I was just curious if anyone knows if it would technically be possible to acquire a teachers working visa without having a degree? Are there any detours, does anyone have any experience with this? Thanks in advance for any advice...
I was just curious if anyone knows if it would technically be possible to acquire a teachers working visa without having a degree? Are there any detours, does anyone have any experience with this? Thanks in advance for any advice...
My niece's boyfriend was turned down for not having a degree. Our landlord at that time worked in the government department that issued some of the papers and he told me that the law had been changed to require a degree. That change would have been made 3-4 years ago.
For a Z-visa, I believe you need degree + 2 years "experience"
There are programs, such as Teach Travel China, that are collaboration programs that will get you a teaching position as an intern, but you won't be on a work visa (i believe it's a "cultural visa" and your pay is severly limited to 2000 RMB/month?)
Degrees of any kind (verifiable, non-verifiable, w/wo transcripts, etc) may be purchased online for nominal sums. You can even be a PhD (but that's pushing it).
'Pushing it' Especially if you are 21.
Under the new regs, no fresh grads for work visas. How can a novice be a Foreign Expert, at anything?
Why does someone have to be an expert to teach English?
Some people have teaching ability without a degree don't they? Perhaps more so than some people with a degree not related to teaching anyway. A graduate in Engineering or Accounting might be good in those respective fields, but how is that related to whether or not they can teach?
@Quester.
Yes you are technically correct. However, a degree does shows a higher level of education and, in the absence of all other evidence, documentary evidence is what government departments usually rely on. There are many qualifications a teacher needs, but only those on paper can be quantified by officials.
Certificates can be measured, as can length of previous experience and even good references.
You can get a job teaching English in China without a degree. But you won't get a work visa for a teaching job.
I think Chinese teachers, of any subject in China, need a masters at least to teach in schools and a PhD to teach at university.

- _Task set_:
A. List everything that the forum thread about teaching visas says officials can measure besides a degree.
B. According to the forum thread about teaching visas, how long ago was the law changed to require a degree?
C. Carry on the forum thread about getting a teaching visa in China without a degree by adding a reply after its last post.

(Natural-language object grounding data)
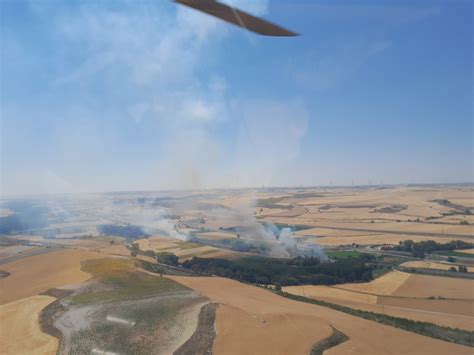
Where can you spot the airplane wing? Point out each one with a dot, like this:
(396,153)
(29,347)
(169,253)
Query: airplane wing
(237,17)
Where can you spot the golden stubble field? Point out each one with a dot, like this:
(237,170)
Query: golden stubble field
(375,216)
(32,275)
(20,332)
(251,320)
(439,300)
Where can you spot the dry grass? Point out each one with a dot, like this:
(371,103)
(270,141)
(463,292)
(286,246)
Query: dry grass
(33,275)
(251,320)
(451,313)
(20,331)
(431,265)
(330,292)
(384,285)
(436,286)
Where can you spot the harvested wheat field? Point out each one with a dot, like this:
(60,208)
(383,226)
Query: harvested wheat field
(330,292)
(431,265)
(36,274)
(251,320)
(217,235)
(384,285)
(450,313)
(20,331)
(115,250)
(436,286)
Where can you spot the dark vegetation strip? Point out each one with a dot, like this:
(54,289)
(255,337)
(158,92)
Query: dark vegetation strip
(453,335)
(202,340)
(286,272)
(337,337)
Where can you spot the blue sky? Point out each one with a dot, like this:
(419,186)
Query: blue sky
(136,95)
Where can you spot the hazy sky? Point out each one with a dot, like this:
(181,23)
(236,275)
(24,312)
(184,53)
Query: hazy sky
(146,94)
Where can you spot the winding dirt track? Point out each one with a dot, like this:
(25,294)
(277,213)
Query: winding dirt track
(251,320)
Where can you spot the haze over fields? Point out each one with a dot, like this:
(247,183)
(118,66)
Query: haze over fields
(171,183)
(144,266)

- _Answers to the exercises_:
A. Certificates, length of previous experience, and good references.

B. About 3-4 years ago.

C.
It is not just English teachers. In Europe, it also includes cooks and baby minders.
I have known engineers who had no degree, they came up the old way, through work experience and night school. However, these guys are in their 60s. That route was closed years ago. Now you will not get any recognition in most professions without a degree.
@Tigertiger,
I personally am acquainted with several university teachers here in Kunming who have only masters degrees, so if that's a requirement to have a PHD it must be a new one.
@Tigertiger
Have a look at the Yunda English department site: most of the faculty only has an MA.
@OP If you don't have a degree, just go online and search for (Whatever you like but don't get to carried away) BA Diploma," Photoshop it, and then fudge your resume. The people who run the school in question won't bother to follow up, and the nincompoops in the "related government bureau" wouldn't know how to check those credentials even if they wanted to.
Of course today employers want degree-holders. My mini-rant is just, as my wife actually has a Teaching quailifcation as well as TESOL, that schools employ teachers with any old degree not related to teaching at all. If I want someone to build me a dam, I'd want someone with an engineering degree not a psychology degree. If I was to have surgery, I'd want a doctor with a medical degree and not a literature degree! Why then if I want to employ a teacher would I want someone with a computer science degree? And how does that make them an Expert?